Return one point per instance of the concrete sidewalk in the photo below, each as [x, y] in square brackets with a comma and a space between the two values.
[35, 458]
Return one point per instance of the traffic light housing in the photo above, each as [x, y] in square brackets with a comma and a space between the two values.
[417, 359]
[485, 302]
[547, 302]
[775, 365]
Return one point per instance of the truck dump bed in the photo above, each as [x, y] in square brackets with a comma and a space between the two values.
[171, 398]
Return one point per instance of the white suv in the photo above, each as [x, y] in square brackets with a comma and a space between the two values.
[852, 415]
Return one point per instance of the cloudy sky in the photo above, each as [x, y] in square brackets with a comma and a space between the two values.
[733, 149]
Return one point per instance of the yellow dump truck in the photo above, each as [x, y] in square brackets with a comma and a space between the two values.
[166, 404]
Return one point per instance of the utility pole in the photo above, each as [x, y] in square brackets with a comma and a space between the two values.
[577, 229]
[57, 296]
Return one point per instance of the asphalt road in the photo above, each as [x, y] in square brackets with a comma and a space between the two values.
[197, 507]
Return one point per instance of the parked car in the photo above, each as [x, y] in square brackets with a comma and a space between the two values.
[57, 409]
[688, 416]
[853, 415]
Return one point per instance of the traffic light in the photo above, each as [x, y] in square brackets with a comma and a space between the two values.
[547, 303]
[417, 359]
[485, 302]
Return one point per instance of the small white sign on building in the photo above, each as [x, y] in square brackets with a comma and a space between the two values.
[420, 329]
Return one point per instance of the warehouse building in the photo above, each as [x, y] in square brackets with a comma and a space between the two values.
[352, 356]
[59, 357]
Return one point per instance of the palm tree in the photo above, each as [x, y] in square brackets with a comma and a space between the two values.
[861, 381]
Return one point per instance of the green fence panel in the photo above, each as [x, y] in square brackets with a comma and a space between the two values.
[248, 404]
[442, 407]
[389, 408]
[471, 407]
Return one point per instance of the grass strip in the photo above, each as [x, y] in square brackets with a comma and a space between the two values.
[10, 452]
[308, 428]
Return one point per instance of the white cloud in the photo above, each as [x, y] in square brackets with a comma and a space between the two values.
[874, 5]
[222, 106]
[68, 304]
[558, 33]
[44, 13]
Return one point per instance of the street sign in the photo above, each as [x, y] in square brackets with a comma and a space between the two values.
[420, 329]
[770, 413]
━━━━━━━━━━━━━━━━
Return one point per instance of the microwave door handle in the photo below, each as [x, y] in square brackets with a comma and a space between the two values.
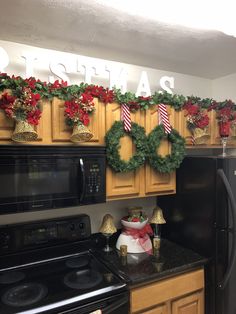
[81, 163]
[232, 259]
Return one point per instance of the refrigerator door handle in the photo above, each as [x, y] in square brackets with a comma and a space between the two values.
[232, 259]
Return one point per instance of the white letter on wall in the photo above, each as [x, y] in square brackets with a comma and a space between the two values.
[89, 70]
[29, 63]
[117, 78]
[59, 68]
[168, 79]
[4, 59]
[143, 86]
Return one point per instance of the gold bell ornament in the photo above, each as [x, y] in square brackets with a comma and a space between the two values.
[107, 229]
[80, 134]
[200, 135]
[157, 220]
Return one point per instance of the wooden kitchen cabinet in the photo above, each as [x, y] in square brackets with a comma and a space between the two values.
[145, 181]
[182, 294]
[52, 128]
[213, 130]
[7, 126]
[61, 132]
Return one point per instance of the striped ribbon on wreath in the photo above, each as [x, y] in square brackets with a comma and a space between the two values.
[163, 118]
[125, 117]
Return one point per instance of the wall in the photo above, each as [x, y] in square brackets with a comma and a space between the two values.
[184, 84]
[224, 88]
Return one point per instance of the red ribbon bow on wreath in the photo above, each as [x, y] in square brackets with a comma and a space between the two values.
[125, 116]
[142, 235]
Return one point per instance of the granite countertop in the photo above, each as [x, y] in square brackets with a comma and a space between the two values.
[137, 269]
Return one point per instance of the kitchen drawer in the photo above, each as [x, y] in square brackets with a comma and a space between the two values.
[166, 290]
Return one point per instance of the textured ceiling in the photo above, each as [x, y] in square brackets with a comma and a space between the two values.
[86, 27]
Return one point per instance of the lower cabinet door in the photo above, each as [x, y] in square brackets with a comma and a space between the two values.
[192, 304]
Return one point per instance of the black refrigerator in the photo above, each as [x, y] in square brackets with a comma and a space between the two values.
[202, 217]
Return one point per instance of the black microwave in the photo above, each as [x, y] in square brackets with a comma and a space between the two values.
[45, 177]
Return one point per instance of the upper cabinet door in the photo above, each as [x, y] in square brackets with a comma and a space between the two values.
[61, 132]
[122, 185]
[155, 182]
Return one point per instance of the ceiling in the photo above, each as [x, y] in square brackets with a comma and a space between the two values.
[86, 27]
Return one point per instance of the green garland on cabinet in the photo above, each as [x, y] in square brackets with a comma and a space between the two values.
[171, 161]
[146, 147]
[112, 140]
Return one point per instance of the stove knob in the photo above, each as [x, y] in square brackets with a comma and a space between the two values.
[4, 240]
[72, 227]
━━━━━━━━━━━━━━━━
Locate every line in the records above that contains the word "ceiling" and copy each of those lines in full. Case counts.

Return one point per instance of the textured ceiling in the photo above, each as [x, y] in square brackets with a comma and a space between the two values.
Return one point per instance of the ceiling in the photo above, each as [x, y] in square brackets with a comma and a space between the two values.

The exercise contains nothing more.